**Directions**. Among the entries, find the lines with the string "Target" and copy them.

**Dataset entries**.
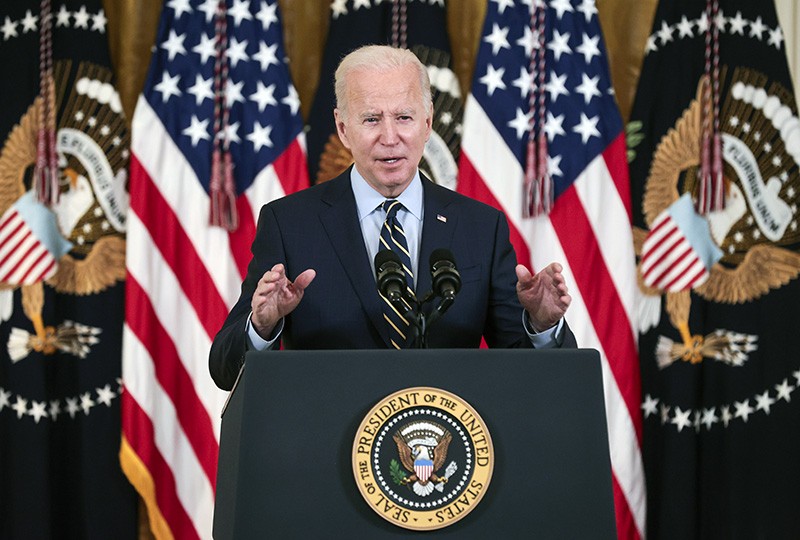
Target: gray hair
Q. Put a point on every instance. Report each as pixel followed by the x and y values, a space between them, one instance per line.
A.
pixel 379 58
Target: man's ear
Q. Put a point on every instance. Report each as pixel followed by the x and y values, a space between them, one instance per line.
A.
pixel 429 122
pixel 341 129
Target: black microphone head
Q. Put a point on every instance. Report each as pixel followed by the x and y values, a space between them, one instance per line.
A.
pixel 389 275
pixel 445 277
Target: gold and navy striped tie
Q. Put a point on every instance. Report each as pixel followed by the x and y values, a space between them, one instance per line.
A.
pixel 393 237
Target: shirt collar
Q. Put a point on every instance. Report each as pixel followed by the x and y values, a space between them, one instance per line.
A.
pixel 367 199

**Answer to this exercise**.
Target: gray hair
Target: man's ear
Target: black microphone head
Target: gold and navy striped tie
Target: shirt collar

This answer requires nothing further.